■ **Source text**:
────
4. Read Trouble Codes
Depending on what’s causing the problem, a warning light may have come on the dashboard. If you have a compatible code scanner, you can read the DTCs to gain insight into the problem.
With our trouble code library, it’s easy to determine what each DTC means. Some of them have multiple meanings and fixes, so you will need to put the information together like a puzzle to diagnose the problem.
5. Check the Thermostat, Coolant Temp Sensor & Water Pump
If you haven’t figured out the problem yet, you want to dig deeper into the mechanical aspects of the system. It’s important to diagnose the thermostat, coolant temperature sensor and water pump.
As mechanics, we agree that it’s always best to follow the diagnostic steps laid out by the manufacturer. To check the thermostat, you will need to watch the flow of coolant in the radiator while the coolant temperature sensor is checked with a multimeter. The inspection of the water pump should only require physical examination.
6. Flush And Bleed The Coolant System
You can get the air out of the cooling system with a few simple steps. Here is our recommendation.
────
■ **Data listing**:
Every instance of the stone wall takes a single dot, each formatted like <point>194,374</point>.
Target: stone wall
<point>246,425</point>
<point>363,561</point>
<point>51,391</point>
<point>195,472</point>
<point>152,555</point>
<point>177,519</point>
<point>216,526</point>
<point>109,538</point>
────
■ **Exercise description**:
In the text on diagnosing cooling system trouble, what should the inspection of the water pump require?

■ **Exercise answer**:
It should only require physical examination.